**EXERCISE TASKS**.
(1) Reproduce the part of the speed skating text from "- Speed skating" to "first-time Olympic medalists." word for word.
(2) Name every country that has a medalist in the speed skating text.

**TEXT BLOCK**.
- Speed skating
- Venue: Milano Speed Skating Stadium, Milan
- Date: 8 February 2026
- Competitors: 20 from 12 nations
- Winning time: 6:03.95

Medalists
- 1st place, gold medalist(s):  / Sander Eitrem / Norway
- 2nd place, silver medalist(s):  / Metoděj Jílek / Czech Republic
- 3rd place, bronze medalist(s):  / Riccardo Lorello / Italy

= Speed skating at the 2026 Winter Olympics – Men's 5000 metres =

The men's 5000 m competition in speed skating at the 2026 Winter Olympics was held on 8 February, at the Milano Speed Skating Stadium in Milan. Sander Eitrem of Norway won the event, setting a new Olympic record. Metoděj Jílek of the Czech Republic, skating in the pair with Eitrem, won silver, and Riccardo Lorello of Italy bronze. All of them became the first-time Olympic medalists.

Pointing and labeling data
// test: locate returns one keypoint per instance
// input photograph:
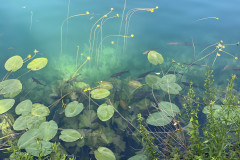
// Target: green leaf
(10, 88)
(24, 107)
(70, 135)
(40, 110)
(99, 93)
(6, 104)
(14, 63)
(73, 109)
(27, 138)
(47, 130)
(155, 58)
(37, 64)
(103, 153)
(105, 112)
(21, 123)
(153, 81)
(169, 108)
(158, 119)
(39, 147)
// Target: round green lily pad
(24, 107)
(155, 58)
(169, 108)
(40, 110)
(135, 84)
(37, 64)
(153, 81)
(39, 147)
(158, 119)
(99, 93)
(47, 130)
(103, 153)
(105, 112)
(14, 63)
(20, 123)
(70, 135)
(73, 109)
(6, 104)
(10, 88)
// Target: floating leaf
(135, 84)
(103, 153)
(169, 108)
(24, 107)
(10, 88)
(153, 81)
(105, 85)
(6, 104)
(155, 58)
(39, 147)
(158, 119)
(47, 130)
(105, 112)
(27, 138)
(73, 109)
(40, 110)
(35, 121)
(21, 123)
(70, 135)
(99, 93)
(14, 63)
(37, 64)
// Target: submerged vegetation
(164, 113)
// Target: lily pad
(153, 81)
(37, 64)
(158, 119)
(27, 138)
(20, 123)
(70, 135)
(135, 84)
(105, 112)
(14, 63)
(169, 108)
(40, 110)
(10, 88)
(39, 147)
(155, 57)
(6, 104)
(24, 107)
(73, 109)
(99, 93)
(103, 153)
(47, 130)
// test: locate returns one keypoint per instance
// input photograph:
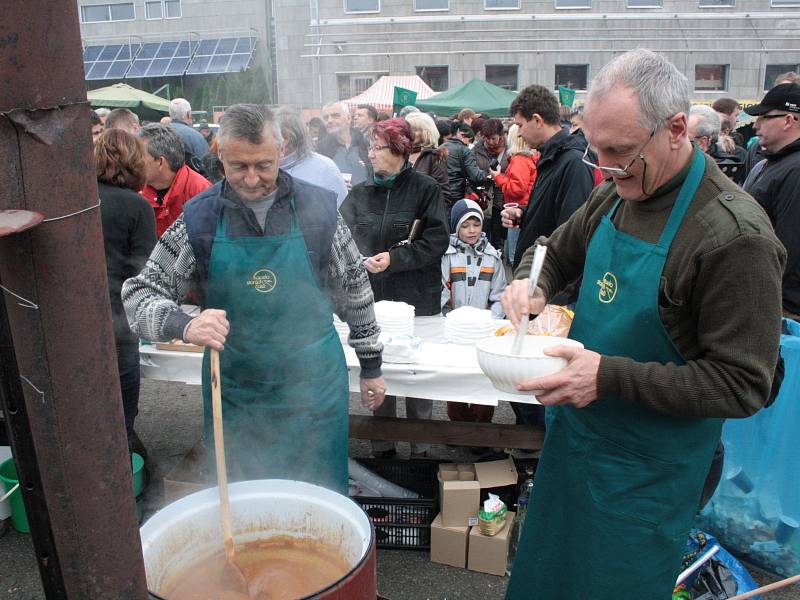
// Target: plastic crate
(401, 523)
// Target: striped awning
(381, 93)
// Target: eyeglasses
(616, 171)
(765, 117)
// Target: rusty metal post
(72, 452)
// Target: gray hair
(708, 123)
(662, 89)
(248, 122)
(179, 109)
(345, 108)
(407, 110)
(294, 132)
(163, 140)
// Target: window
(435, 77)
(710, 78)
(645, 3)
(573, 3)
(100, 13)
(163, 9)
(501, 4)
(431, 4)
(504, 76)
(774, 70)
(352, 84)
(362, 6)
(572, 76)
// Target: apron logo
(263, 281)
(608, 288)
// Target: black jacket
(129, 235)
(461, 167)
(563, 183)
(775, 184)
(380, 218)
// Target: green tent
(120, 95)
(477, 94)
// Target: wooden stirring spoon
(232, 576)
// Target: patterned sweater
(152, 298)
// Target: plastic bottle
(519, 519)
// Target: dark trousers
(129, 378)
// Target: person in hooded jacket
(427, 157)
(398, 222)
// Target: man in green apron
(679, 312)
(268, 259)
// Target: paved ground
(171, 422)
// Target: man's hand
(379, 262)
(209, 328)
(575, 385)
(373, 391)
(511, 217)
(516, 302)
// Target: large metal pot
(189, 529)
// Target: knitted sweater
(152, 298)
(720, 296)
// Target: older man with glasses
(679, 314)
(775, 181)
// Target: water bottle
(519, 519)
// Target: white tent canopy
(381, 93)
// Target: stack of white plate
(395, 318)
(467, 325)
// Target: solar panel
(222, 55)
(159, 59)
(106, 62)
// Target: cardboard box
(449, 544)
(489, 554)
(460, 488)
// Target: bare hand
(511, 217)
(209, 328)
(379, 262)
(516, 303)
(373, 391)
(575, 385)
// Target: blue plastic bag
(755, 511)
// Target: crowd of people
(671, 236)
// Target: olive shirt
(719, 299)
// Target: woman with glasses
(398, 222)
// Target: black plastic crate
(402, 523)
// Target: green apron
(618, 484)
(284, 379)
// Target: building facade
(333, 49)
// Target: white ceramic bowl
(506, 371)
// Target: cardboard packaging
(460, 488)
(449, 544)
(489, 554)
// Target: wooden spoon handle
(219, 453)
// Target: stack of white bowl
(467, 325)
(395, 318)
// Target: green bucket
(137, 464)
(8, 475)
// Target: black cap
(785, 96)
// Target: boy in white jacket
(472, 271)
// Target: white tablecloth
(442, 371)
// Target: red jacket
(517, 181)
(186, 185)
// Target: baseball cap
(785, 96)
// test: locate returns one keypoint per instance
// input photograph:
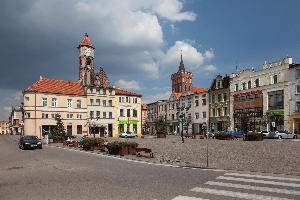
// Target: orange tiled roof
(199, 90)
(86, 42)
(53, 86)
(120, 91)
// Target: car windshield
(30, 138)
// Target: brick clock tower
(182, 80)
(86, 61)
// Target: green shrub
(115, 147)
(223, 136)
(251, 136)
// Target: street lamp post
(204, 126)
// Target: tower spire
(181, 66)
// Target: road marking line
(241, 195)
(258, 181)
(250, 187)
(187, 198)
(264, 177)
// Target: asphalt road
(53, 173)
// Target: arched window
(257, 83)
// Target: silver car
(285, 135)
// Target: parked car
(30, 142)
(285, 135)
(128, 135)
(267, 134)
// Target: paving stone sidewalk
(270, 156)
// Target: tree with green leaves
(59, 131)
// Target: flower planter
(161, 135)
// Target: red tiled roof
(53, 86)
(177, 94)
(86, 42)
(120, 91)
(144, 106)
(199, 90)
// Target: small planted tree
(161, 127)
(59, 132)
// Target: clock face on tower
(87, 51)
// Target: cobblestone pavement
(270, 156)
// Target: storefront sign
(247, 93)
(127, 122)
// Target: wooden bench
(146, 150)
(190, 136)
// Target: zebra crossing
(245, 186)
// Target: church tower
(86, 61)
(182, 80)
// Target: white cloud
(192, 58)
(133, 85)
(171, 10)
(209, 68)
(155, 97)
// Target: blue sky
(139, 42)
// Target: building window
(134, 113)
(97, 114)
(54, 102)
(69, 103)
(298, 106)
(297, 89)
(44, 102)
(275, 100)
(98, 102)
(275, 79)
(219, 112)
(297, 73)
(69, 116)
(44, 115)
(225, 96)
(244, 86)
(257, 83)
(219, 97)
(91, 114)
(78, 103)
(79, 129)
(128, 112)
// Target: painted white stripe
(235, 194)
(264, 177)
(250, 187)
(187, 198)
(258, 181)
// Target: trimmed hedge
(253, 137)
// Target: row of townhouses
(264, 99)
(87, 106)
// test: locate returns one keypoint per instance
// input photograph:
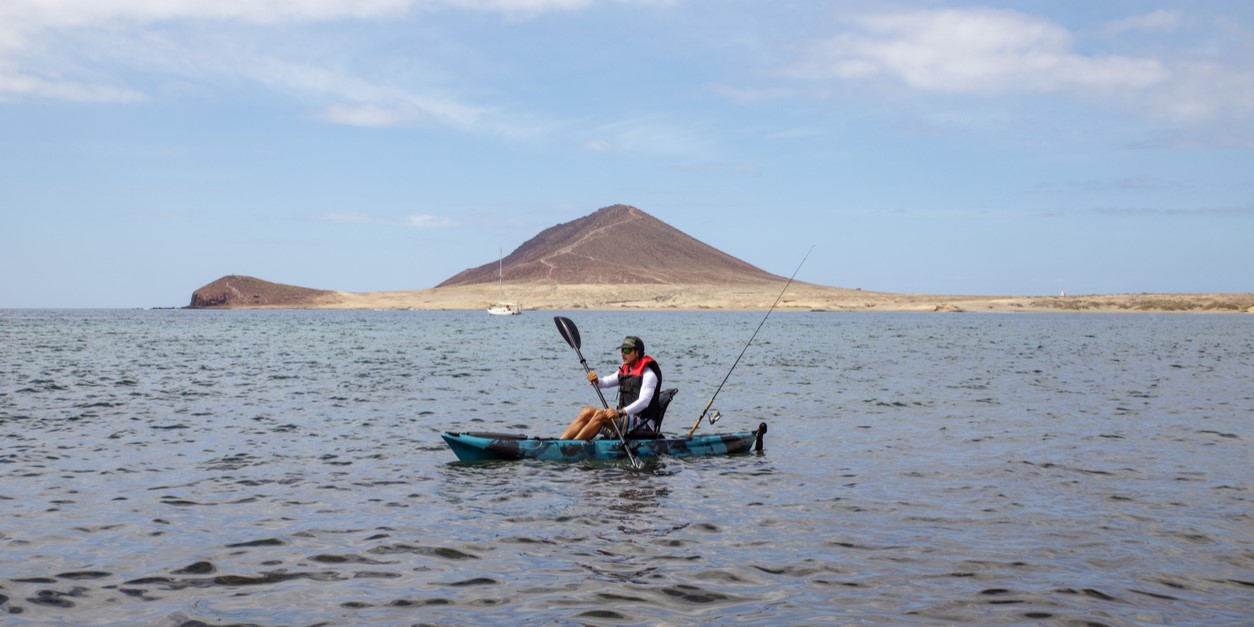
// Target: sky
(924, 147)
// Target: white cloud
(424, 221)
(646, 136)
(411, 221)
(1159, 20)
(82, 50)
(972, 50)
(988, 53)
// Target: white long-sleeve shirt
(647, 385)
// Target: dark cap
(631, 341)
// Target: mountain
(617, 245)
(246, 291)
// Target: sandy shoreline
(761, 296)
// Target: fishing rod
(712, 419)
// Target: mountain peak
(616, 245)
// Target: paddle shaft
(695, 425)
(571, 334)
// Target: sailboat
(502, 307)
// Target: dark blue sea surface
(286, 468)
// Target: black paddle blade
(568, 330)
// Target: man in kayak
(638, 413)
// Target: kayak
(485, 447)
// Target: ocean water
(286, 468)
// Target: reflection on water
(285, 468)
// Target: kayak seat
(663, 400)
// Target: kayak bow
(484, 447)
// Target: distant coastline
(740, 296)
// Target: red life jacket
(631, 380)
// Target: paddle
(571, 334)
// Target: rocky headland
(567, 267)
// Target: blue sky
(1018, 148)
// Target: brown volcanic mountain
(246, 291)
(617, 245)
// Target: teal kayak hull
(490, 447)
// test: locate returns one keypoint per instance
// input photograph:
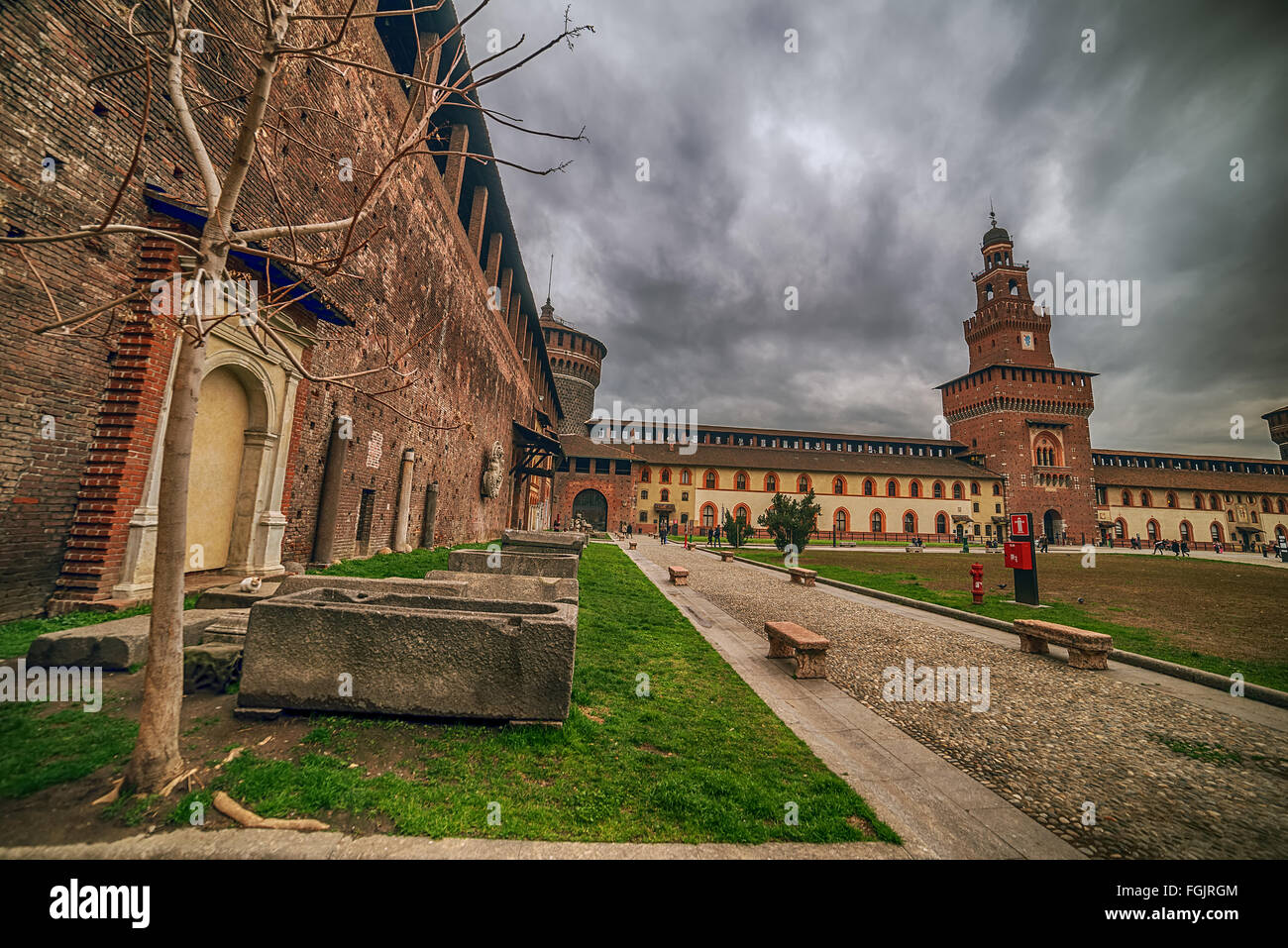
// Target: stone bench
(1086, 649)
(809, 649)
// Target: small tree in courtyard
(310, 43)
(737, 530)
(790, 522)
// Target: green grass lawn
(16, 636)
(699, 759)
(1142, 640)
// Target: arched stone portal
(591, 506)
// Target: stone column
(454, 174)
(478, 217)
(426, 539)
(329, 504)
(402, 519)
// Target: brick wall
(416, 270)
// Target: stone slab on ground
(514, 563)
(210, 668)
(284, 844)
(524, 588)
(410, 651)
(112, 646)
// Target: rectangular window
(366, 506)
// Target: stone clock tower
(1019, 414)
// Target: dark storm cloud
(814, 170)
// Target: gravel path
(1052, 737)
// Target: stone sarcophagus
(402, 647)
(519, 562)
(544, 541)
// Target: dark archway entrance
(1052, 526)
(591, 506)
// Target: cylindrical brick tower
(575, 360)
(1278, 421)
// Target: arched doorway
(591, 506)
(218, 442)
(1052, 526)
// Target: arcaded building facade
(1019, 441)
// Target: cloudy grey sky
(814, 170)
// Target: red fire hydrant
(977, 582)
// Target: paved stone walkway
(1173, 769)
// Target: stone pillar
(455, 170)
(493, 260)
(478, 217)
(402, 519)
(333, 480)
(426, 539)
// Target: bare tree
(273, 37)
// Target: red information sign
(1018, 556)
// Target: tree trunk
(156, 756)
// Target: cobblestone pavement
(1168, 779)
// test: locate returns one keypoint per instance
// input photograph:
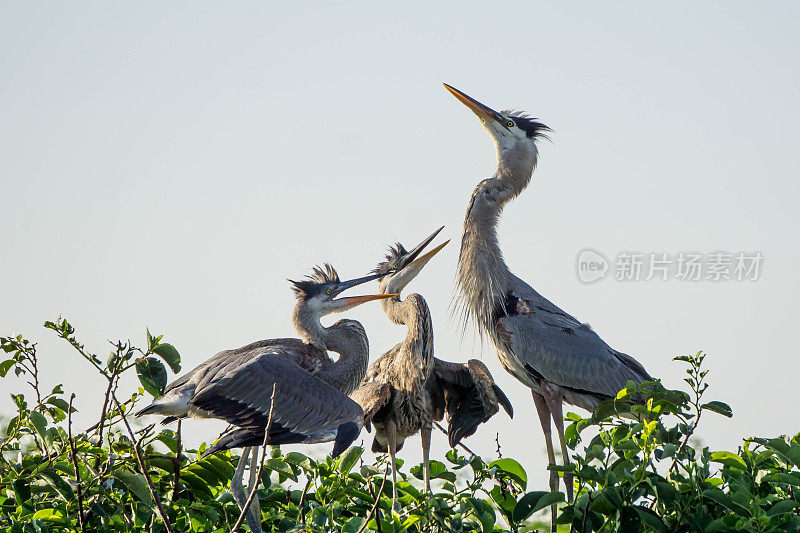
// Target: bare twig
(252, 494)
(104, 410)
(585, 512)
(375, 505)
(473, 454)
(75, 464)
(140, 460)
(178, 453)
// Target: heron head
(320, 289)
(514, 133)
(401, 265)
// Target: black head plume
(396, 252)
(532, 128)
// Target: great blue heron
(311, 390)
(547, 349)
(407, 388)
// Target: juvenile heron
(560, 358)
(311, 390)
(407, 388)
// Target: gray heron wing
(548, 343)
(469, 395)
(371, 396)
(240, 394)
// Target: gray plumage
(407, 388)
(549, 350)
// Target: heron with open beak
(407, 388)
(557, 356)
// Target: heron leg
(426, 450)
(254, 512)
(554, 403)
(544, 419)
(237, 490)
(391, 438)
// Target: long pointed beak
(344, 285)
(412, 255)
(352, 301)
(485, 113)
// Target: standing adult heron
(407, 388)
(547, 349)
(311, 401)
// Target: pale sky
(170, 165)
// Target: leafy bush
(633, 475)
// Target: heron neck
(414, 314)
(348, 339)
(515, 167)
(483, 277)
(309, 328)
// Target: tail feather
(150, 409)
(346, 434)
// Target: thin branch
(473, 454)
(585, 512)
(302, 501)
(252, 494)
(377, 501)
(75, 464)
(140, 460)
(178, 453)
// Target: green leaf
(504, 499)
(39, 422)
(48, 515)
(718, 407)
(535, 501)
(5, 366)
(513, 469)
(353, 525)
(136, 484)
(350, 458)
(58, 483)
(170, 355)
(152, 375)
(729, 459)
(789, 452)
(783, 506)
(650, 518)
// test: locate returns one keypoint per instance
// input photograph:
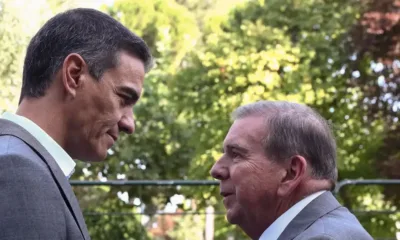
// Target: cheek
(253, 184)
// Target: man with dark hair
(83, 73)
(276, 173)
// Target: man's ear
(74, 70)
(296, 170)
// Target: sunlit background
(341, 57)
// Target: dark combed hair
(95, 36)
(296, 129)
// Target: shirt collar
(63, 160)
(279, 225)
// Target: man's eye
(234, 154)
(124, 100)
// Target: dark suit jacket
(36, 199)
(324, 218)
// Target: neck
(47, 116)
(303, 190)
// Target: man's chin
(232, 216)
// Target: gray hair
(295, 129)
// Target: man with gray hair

**SOLUTIONS IN ORDER**.
(1)
- Speed skating
- Venue: Milano Speed Skating Stadium, Milan
- Date: 8 February 2026
- Competitors: 20 from 12 nations
- Winning time: 6:03.95

Medalists
- 1st place, gold medalist(s):  / Sander Eitrem / Norway
- 2nd place, silver medalist(s):  / Metoděj Jílek / Czech Republic
- 3rd place, bronze medalist(s):  / Riccardo Lorello / Italy

= Speed skating at the 2026 Winter Olympics – Men's 5000 metres =

The men's 5000 m competition in speed skating at the 2026 Winter Olympics was held on 8 February, at the Milano Speed Skating Stadium in Milan. Sander Eitrem of Norway won the event, setting a new Olympic record. Metoděj Jílek of the Czech Republic, skating in the pair with Eitrem, won silver, and Riccardo Lorello of Italy bronze. All of them became the first-time Olympic medalists.

(2) Norway, Czech Republic, Italy